**PASSAGE PROVIDED:**
Could it be that Woody Allen just needs a vacation? Every year, he writes and directs a new film, and every year it brings less to the table than its predecessor. Some believe these projects vary in quality — that, say, a “Blue Jasmine” (2013) is superior to last year’s “Magic in the Moonlight” — but to me his body of work has become a study in diminishing returns. A few decades ago, his worst crime (as a filmmaker, anyway) was an “ecstasy of influence” — an unabashed, one-man immersion program in whichever artist held his fancy (usually Ingmar Bergman). These days the Woodman has taken to plagiarizing himself, which is akin to making a carbon copy of a carbon copy. Instead of making his newest, “Irrational Man” — an unfortunate echo of “Crimes and Misdemeanors” — perhaps he should have stopped to smell the roses, if for no other reason than to garner real-life experience for later plundering.

**RECORDS SUPPLIED:**
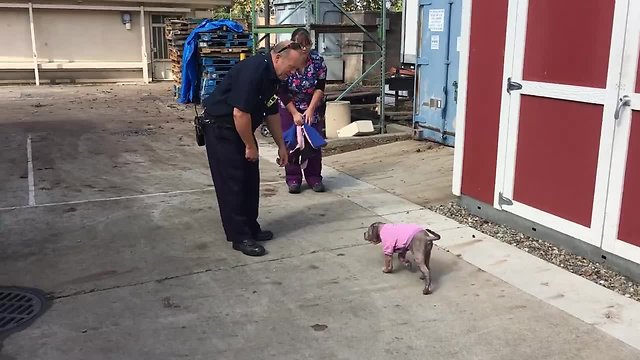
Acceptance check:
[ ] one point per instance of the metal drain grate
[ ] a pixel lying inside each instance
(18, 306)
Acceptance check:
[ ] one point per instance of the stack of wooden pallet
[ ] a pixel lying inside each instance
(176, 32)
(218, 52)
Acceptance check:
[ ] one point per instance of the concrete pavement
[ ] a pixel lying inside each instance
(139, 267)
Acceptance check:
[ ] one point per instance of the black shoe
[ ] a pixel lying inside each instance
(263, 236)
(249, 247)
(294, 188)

==

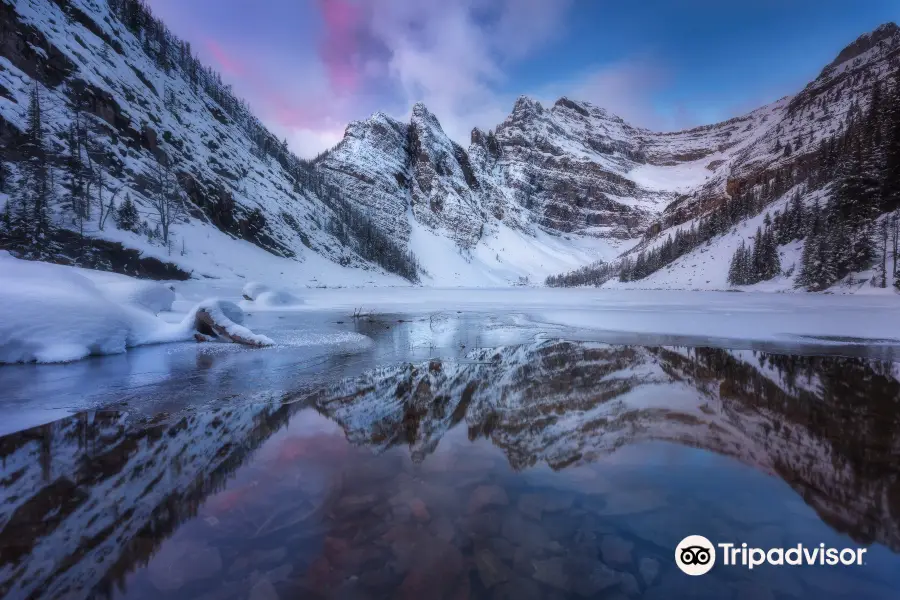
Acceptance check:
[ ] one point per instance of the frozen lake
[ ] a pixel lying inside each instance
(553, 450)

**REQUIREMENT 1:** In the review of Woody Allen's "Irrational Man," which artist is named as the one who usually held his fancy?
**REQUIREMENT 2:** Carry on the review of Woody Allen's "Irrational Man" from where it stops.

**FINAL ANSWER 1:** Ingmar Bergman.

**FINAL ANSWER 2:**
Abe is a hotshot philosophy professor (Jouquin Phoenix) who, drunken and depressive, can’t seem to will himself into caring about anything or anybody — not even the two beauties vying for his attention at the fictional (and highly unrealistic) Newport, Rhode Island university where he’s taken a teaching position. Manic science professor Rita, played by a Parker Posey hilariously unmoored in loose-fitting blouses and darting eyes, seems just what the doctor ordered but Abe is immune to her advances. Ostensibly it’s because he’s too much of a sadsack but we should know by now that couplings between contemporaries over age thirty is like a crime against nature in an Allen film. Abe is tempted by student Jill (Emma Stone), but not even her bright, bi-Cyclops gaze can penetrate his ennui. What works are his plans to kill a corrupt judge. Just strategizing about it gets his blood pumping again, which gets Jill’s blood pumping — at least until she begins to suspect what’s caused his change of heart. It’s too bad our blood doesn’t start pumping, too.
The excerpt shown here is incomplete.